PROBLEMAS A RESOLVER
1 - Reescreva o texto da página, tudo desde "Os imigrantes com" até "chegou a Portugal.", substituindo "pandemia" por "crise sanitária".
2 - Responda às perguntas seguintes com base no texto da página:
(a) Onde tem sede a Associação Lusofonia Cultura e Cidadania?
(b) A quantas famílias já prestou ajuda esta associação?
(c) Com o apoio de que entidades foram feitos os cabazes?

TEXTO DA PÁGINA
::::
Os imigrantes com empregos precários começaram cedo a sentir o impacto da pandemia em Portugal, perdendo os trabalhos ou fazendo mais por menos dinheiro e ficando com a casa em risco e dependentes da ajuda alimentar, segundo uma associação.
Nilzete Pacheco, fundadora e diretora da Associação Lusofonia Cultura e Cidadania, uma organização com sede em Lisboa de apoio aos imigrantes, disse à agência Lusa que esta organização não tem tido mãos a medir com os pedidos de ajuda, desde que a covid-19 chegou a Portugal.
Ao todo, esta associação de apoio aos imigrantes já ajudou perto de 400 famílias que, numa primeira fase, ali acorreram para receber os únicos alimentos que consumiam.
“Tinham fome. Muitos não comiam mais nada a não ser os bens alimentares que lhes entregávamos”, disse, referindo-se aos cabazes feitos com o apoio da Fundação Calouste Gulbenkian e o Banco Alimentar Contra a Fome.
Segundo Nilzete Pacheco, primeiro chegaram os brasileiros – a maior comunidade imigrante em Portugal – com menos formação académica e trabalhos mais precários.
::::
Dados de indicação de regiões:
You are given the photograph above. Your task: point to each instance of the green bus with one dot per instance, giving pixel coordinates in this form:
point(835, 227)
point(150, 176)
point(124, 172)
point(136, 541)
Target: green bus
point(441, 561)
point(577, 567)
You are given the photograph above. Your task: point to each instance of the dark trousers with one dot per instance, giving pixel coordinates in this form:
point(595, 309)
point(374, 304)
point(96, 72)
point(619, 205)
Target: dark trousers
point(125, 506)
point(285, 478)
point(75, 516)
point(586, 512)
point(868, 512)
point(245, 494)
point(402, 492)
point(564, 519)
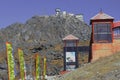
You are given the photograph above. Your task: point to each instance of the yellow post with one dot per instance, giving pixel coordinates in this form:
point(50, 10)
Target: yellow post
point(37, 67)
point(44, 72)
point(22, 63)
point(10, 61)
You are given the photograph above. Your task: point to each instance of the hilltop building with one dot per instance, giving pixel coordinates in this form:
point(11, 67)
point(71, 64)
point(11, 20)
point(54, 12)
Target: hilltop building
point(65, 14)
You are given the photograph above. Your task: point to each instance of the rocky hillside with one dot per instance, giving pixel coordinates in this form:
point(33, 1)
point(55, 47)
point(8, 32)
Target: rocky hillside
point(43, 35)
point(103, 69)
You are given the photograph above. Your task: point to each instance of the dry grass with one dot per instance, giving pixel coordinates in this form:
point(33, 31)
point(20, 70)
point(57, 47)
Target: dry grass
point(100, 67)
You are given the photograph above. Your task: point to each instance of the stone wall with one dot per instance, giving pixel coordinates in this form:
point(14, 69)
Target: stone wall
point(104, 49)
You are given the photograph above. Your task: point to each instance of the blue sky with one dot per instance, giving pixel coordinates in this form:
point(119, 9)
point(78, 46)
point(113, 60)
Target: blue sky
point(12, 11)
::::
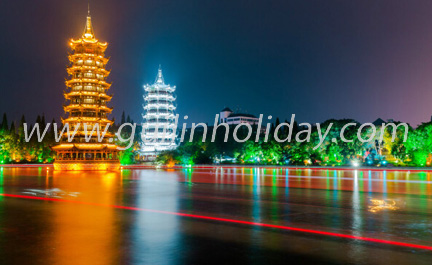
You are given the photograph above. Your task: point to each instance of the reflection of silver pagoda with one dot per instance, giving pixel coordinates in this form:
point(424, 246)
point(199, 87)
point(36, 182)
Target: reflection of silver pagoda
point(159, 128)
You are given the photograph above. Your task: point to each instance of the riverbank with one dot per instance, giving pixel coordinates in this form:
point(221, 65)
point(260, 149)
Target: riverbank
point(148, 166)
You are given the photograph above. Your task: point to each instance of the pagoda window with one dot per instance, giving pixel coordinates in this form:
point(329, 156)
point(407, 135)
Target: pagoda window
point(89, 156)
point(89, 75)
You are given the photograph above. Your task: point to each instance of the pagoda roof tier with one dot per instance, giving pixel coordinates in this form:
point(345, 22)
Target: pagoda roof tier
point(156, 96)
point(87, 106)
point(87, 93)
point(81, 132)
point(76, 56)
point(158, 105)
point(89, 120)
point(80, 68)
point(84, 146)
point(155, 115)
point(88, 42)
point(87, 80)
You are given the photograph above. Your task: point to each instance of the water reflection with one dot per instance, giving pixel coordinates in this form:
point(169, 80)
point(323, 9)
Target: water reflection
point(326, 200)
::::
RESPOSTAS AOS EXERCÍCIOS
1 -
Os imigrantes com empregos precários começaram cedo a sentir o impacto da crise sanitária em Portugal, perdendo os trabalhos ou fazendo mais por menos dinheiro e ficando com a casa em risco e dependentes da ajuda alimentar, segundo uma associação.
Nilzete Pacheco, fundadora e diretora da Associação Lusofonia Cultura e Cidadania, uma organização com sede em Lisboa de apoio aos imigrantes, disse à agência Lusa que esta organização não tem tido mãos a medir com os pedidos de ajuda, desde que a covid-19 chegou a Portugal.

2 -
(a) Em Lisboa.
(b) A perto de 400 famílias.
(c) Da Fundação Calouste Gulbenkian e do Banco Alimentar Contra a Fome.